Return every line of the rows below that contains the word "When", treating case as significant.

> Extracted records

start

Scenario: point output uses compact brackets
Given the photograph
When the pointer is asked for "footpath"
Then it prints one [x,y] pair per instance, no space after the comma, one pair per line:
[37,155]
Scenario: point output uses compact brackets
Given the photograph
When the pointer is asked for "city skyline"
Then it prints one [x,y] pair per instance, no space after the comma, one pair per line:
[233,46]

end
start

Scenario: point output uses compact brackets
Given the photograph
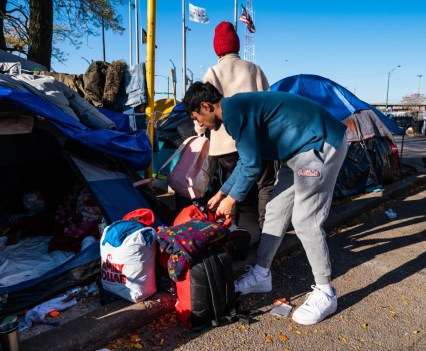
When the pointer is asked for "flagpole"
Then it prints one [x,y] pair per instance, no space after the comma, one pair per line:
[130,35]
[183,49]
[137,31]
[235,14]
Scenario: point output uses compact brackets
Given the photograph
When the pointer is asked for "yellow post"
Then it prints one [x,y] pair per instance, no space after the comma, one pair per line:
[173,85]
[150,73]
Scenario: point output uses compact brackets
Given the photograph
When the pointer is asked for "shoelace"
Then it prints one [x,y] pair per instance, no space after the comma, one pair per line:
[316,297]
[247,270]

end
start

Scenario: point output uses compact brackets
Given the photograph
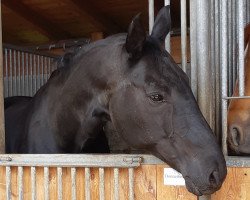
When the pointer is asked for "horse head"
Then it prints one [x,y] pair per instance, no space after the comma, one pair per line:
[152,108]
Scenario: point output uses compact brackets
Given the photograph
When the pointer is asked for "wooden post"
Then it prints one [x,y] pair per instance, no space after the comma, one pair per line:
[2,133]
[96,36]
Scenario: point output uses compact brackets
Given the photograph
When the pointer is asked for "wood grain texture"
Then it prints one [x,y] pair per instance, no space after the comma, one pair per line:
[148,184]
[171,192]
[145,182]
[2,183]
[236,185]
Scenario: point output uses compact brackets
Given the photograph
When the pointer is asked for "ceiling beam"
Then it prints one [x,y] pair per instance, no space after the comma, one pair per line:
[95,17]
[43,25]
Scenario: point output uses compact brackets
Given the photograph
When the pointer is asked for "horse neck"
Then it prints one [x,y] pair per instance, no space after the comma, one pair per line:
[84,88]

end

> The result
When the pointer is asked for "footpath"
When the pointer is asked for "city skyline"
When the pointer is asked for "flagpole"
When the pointer is asked for "yellow post"
When the pointer is asked for "shoelace"
When the pointer is asked for "horse head"
When the pointer is asked for "wooden post"
When the pointer is asked for "wood grain texture"
When the pointer is asked for "ceiling beam"
When the pointer is asked for "horse neck"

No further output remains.